── Material for the task

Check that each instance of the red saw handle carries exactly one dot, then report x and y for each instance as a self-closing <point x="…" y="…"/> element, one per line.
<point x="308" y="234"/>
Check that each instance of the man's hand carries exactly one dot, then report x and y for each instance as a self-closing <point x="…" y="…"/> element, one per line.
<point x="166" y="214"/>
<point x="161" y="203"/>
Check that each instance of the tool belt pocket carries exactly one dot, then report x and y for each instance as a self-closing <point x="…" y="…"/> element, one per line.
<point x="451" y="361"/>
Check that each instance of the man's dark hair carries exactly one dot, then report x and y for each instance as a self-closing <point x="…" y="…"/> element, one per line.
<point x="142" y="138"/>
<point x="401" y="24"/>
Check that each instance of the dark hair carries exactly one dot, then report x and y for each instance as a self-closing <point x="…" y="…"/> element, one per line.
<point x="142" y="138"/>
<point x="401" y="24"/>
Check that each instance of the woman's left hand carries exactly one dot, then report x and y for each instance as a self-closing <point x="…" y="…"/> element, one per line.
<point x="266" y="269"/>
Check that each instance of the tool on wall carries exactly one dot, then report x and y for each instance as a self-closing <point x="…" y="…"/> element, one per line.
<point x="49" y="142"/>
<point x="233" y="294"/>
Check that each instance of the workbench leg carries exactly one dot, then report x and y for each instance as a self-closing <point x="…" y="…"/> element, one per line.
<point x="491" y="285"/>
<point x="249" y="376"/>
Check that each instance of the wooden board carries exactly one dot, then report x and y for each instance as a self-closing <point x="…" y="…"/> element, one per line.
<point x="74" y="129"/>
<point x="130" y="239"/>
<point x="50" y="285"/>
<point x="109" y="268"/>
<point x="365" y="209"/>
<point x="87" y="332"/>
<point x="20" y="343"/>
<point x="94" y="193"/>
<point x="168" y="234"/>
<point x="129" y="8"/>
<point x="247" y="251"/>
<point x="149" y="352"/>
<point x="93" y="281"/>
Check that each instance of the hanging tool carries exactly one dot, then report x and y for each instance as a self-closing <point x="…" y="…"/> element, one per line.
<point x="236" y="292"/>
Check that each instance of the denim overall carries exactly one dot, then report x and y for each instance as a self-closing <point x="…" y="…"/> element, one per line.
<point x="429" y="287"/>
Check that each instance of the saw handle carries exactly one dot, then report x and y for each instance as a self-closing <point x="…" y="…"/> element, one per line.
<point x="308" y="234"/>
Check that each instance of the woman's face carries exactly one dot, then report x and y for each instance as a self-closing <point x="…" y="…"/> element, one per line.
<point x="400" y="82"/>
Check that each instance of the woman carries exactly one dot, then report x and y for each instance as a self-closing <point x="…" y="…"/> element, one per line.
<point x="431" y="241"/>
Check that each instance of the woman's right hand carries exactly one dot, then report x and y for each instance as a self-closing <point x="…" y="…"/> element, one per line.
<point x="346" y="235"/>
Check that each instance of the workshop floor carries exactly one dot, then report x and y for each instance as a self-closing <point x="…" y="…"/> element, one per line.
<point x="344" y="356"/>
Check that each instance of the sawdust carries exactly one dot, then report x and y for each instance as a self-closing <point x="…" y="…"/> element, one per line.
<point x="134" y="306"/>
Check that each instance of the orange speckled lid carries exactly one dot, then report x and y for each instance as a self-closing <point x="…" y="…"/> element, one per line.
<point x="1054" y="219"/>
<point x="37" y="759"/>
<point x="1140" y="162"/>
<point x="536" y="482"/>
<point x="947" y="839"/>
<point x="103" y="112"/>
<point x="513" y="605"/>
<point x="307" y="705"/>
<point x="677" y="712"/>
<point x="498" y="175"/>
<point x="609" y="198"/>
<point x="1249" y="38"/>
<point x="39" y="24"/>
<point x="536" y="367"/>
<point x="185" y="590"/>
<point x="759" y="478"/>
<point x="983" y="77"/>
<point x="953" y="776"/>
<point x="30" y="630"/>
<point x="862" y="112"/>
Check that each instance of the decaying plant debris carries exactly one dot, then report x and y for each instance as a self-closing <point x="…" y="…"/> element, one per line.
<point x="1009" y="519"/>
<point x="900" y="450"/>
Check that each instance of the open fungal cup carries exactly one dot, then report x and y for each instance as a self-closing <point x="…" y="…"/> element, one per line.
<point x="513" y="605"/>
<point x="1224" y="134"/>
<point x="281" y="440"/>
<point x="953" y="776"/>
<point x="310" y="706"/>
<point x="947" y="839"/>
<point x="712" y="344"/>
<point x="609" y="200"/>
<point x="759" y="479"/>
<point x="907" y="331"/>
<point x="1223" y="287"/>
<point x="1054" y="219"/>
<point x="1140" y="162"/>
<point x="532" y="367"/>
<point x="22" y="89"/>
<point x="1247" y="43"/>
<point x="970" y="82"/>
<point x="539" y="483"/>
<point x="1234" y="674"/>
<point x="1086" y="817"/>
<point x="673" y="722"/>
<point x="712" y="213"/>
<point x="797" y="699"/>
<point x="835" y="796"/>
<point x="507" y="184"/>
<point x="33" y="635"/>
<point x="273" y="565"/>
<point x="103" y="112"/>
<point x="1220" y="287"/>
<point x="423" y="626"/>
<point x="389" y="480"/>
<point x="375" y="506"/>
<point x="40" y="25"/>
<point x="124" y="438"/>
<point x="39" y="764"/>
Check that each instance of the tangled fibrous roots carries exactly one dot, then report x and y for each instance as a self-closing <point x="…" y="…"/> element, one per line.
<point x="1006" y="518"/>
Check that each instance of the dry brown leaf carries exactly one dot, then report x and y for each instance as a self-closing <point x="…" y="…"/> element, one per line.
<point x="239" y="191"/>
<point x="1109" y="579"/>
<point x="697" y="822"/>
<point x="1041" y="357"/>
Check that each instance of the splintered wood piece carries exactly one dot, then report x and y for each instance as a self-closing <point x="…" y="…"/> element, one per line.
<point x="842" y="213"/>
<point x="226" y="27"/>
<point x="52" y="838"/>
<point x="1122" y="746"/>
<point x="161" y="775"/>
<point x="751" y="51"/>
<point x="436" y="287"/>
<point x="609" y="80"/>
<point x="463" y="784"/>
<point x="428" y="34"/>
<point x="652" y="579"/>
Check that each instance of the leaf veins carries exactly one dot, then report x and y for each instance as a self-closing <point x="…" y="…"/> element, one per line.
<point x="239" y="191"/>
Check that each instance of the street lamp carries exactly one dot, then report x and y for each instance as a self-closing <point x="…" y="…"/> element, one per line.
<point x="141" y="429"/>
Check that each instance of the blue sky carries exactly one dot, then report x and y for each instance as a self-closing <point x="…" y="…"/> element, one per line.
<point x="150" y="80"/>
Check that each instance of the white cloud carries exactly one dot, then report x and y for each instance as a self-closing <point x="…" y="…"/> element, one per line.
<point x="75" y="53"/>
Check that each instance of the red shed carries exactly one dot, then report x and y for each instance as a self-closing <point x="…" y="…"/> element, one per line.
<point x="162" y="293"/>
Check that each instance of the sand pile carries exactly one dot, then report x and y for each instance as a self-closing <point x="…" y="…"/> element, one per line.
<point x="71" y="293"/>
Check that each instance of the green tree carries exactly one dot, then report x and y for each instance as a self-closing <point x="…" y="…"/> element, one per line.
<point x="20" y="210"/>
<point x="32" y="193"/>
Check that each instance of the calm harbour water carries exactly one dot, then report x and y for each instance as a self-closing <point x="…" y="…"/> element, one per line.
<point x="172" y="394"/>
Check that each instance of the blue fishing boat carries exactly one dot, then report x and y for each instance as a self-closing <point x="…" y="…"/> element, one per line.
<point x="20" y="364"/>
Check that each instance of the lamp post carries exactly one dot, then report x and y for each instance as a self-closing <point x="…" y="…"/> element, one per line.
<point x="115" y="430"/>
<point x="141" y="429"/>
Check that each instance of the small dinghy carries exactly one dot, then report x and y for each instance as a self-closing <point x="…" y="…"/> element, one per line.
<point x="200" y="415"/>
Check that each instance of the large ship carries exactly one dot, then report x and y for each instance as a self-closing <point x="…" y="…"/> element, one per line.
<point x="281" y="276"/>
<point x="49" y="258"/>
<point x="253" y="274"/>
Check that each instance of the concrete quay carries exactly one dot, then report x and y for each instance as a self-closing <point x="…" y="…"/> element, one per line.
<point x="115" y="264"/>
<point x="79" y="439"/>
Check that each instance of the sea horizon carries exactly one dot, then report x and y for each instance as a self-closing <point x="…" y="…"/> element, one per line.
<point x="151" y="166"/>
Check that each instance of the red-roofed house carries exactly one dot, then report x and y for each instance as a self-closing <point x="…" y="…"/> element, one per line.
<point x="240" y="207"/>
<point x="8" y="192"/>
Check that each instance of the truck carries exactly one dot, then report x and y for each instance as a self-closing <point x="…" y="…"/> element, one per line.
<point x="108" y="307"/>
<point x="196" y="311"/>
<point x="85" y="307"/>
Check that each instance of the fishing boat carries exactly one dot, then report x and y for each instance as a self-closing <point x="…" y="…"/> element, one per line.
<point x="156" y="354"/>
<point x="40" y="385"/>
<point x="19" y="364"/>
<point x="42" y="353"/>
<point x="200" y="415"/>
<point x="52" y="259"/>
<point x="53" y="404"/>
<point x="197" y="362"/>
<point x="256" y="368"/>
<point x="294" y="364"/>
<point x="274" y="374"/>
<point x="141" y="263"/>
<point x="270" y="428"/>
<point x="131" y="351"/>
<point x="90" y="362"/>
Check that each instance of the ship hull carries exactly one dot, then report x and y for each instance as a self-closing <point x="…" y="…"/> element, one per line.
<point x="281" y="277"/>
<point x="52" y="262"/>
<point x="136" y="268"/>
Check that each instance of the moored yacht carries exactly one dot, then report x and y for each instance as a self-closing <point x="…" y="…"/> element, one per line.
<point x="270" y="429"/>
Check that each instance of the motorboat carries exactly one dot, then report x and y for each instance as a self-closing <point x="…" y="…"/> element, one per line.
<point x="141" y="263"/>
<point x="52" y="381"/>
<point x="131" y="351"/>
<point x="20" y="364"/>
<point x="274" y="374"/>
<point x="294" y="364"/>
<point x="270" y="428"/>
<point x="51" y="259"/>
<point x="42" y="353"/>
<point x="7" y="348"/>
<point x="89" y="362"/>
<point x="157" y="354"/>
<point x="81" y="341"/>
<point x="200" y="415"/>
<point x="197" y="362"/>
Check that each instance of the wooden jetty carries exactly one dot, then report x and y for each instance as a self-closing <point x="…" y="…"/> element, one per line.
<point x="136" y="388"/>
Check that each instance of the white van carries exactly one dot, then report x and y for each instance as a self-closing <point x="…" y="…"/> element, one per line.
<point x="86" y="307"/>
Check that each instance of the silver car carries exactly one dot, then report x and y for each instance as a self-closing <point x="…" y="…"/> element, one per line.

────

Work to be completed: Reproduce exactly the line containing "Check that each instance of the moored" and every line after it through the end of the records above, and nothing else.

Complete answer:
Check that each instance of the moored yacht carries exactly one dot, then report x and y for each instance as a self-closing <point x="…" y="…"/> element, one per line.
<point x="270" y="429"/>
Check that each instance of the motorboat carries exactly one dot, then report x and y for each instance as a self-closing <point x="…" y="…"/> element, one per line.
<point x="141" y="263"/>
<point x="52" y="381"/>
<point x="131" y="351"/>
<point x="20" y="364"/>
<point x="274" y="374"/>
<point x="294" y="364"/>
<point x="270" y="428"/>
<point x="51" y="259"/>
<point x="42" y="353"/>
<point x="7" y="348"/>
<point x="89" y="362"/>
<point x="157" y="354"/>
<point x="81" y="341"/>
<point x="200" y="415"/>
<point x="197" y="362"/>
Check that each instance of the wooden jetty carries exactly one dot, then report x and y for each instance as a self-closing <point x="…" y="…"/> element, one per line.
<point x="136" y="388"/>
Check that each instance of the white van carries exactly one dot, then report x and y for each instance as a self-closing <point x="…" y="…"/> element, one per line.
<point x="86" y="307"/>
Check that each instance of the silver car carries exactly one dot, then report x and y for each instance as a self-closing <point x="…" y="…"/> element, one per line.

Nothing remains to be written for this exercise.